::: GIVEN DATA :::
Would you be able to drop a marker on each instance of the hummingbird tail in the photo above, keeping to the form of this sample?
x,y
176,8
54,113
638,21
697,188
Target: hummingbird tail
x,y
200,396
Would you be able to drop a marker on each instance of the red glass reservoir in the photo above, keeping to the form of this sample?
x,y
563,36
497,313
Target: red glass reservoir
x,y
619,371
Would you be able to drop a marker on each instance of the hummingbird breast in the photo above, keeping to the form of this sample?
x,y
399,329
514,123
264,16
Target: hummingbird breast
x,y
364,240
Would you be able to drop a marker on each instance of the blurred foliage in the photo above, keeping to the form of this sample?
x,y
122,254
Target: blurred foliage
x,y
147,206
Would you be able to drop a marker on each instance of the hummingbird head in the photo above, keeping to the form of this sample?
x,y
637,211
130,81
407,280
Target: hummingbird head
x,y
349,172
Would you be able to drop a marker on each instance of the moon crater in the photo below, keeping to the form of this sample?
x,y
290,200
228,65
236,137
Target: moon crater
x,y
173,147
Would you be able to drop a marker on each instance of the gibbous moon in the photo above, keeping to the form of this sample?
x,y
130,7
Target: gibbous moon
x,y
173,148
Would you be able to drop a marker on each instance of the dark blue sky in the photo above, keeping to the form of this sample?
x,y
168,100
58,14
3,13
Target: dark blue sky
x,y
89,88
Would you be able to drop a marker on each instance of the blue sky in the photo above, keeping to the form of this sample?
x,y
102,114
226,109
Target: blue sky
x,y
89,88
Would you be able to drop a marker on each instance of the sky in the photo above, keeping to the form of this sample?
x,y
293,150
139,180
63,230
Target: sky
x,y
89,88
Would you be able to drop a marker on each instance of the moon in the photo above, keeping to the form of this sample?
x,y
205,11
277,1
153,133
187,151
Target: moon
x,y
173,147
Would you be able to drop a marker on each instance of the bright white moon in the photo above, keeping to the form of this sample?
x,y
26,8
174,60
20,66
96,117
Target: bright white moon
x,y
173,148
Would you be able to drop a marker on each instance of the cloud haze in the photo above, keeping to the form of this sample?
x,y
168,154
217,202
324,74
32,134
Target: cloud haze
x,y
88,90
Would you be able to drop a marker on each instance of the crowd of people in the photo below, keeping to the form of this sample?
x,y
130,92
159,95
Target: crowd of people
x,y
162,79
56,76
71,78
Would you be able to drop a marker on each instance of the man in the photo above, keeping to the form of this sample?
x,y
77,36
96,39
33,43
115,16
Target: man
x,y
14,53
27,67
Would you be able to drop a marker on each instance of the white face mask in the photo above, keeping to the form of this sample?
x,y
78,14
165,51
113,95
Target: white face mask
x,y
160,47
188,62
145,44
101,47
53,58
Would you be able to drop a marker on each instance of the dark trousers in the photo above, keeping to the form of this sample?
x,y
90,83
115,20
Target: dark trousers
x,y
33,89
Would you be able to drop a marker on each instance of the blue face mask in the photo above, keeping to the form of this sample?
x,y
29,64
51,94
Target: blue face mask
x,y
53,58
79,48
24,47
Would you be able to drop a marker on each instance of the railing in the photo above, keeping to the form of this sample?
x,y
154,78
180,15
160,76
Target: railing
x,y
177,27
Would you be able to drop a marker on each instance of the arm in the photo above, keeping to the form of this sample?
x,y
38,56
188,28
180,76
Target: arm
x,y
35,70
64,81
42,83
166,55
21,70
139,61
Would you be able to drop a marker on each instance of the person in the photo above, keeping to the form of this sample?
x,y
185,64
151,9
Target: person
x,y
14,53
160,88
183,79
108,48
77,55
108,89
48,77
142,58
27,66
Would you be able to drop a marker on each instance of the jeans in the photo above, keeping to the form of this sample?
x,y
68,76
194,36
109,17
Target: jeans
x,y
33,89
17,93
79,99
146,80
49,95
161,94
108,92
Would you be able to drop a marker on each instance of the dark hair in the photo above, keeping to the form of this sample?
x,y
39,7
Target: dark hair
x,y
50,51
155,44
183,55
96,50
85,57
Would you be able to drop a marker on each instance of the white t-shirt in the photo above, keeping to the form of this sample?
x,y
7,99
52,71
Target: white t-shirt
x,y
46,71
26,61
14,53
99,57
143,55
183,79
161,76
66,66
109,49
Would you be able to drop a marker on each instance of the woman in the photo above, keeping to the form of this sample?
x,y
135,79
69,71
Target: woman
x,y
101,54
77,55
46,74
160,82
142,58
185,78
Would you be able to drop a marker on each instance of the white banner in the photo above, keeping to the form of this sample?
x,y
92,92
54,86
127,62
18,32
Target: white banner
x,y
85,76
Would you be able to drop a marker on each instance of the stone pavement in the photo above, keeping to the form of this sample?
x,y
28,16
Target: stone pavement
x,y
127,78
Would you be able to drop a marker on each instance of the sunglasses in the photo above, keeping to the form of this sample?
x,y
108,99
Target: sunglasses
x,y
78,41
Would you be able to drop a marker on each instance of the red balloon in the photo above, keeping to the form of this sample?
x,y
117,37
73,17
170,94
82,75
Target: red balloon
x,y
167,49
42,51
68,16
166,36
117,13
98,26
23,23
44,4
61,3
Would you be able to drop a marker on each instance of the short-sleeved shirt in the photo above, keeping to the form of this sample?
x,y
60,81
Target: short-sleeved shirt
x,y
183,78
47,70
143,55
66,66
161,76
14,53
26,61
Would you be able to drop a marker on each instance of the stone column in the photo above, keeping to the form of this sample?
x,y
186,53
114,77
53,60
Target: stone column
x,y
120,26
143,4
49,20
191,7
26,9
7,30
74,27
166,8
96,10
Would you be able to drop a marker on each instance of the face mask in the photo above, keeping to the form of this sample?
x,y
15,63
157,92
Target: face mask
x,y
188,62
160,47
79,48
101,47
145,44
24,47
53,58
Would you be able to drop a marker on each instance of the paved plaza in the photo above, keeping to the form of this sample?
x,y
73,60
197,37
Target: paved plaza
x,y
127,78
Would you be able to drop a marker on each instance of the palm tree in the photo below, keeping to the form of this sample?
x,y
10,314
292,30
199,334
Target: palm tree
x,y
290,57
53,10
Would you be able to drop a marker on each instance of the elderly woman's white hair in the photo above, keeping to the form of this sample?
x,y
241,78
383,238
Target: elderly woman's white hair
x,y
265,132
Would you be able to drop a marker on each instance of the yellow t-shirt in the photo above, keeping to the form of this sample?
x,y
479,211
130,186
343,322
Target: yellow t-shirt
:::
#### TO DO
Return only the number of lines in the material with the word "yellow" in them.

#### RESULT OF THIS EXERCISE
2